▶ **Set problem**:
Please transcribe the part of the article on Somalia below starting with "The formation of" and going on through "to unite Somalia.".

▶ **Page**:
====================

Anybody who has studied how the US and NATO worked to topple the Jamahiriya in Libya knows that the US has tried to replicate the same regime-change mechanism in Syria.
The formation of multilateral contact groups supporting proxy oppositions has been a key to this process.
What most people do not know is that the Americans’ contact group industry started in Somalia.
2006 was a critical year for Somalia, because by its end it appeared the war-torn African country was going to be stable once more after decades of civil war. Somalia’s autonomous northern regions, Puntland and Somaliland, had been run relatively peacefully.
The south, however, had seen continuous fighting since 1991.
The Islamic Court Union (ICU) defeated most the warlords and united most the south under its rule, managing to bring law and order.
Peace talks were also in the works to unite Somalia.
There was high anticipation that a period of relative peace in 2007 was about to begin.
Then the US and its regional ally Ethiopia launched major hostilities on December 20, 2006.
General John Abizaid, the commander of CENTCOM who was directing the wars in Iraq and NATO-garrisoned Afghanistan, had visited Ethiopia about three weeks earlier to hold a low-profile meeting with Prime Minister Meles Zenawi on December 4.
The two had planned what would become the US-Ethiopian invasion of Somalia.

====================

▶ **Supplied records**:
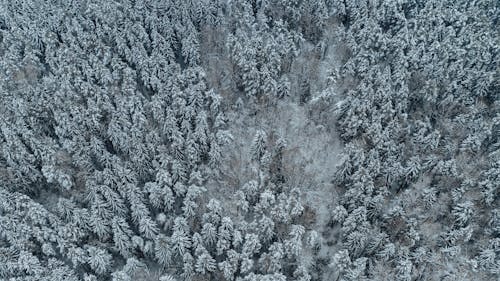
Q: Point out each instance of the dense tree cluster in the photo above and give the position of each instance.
(420, 120)
(115, 140)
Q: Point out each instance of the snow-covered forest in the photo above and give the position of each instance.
(249, 140)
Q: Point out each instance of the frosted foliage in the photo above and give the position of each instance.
(248, 140)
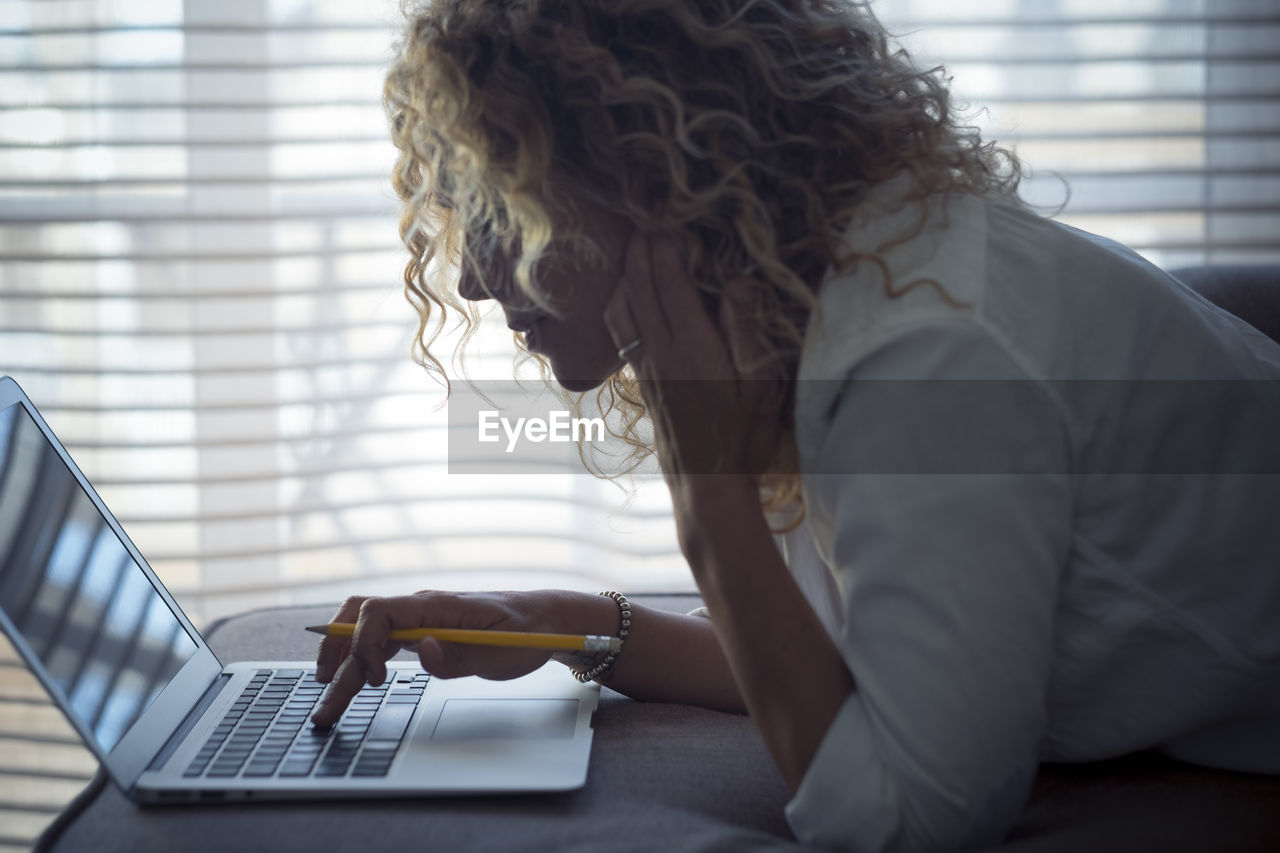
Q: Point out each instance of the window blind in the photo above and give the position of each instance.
(200, 283)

====================

▶ **Result of this task**:
The formation of multilateral contact groups supporting proxy oppositions has been a key to this process.
What most people do not know is that the Americans’ contact group industry started in Somalia.
2006 was a critical year for Somalia, because by its end it appeared the war-torn African country was going to be stable once more after decades of civil war. Somalia’s autonomous northern regions, Puntland and Somaliland, had been run relatively peacefully.
The south, however, had seen continuous fighting since 1991.
The Islamic Court Union (ICU) defeated most the warlords and united most the south under its rule, managing to bring law and order.
Peace talks were also in the works to unite Somalia.